*** Records to use ***

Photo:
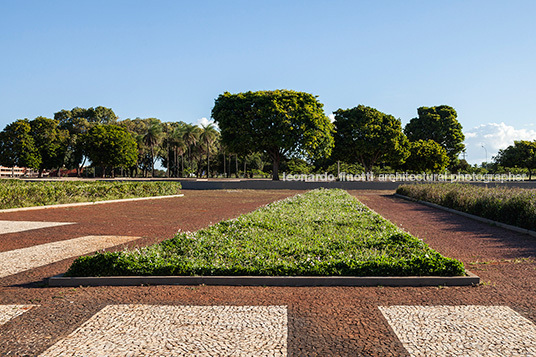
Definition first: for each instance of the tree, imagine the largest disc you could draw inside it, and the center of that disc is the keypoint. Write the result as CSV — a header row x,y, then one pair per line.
x,y
521,154
152,138
191,137
50,142
426,156
111,146
279,123
370,136
438,124
208,136
17,146
78,121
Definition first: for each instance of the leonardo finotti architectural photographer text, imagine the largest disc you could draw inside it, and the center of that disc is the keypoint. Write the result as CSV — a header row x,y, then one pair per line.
x,y
424,177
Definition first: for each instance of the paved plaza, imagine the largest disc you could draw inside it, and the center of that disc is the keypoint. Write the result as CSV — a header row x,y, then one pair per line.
x,y
493,319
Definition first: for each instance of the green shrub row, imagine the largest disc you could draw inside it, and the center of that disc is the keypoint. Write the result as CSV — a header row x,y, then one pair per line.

*** End of Records to use ***

### Task
Retype the lines from the one containing "Definition first: for each instance of the paved" through the last line of the records. Leave out everything else.

### Answer box
Definition first: for each instance of the paved plaza, imagine the largest disc you could draw inside it, and the center of that disc is the keypoint. Write the result as CSV — a header row x,y, then one pair per line.
x,y
493,319
Definition first: for each instance of the green shrub row, imagine the largest disc you could draw inside it, and the center of that disc is the keypoint. Write the result as CSV — a header row x,y, then one pair per line.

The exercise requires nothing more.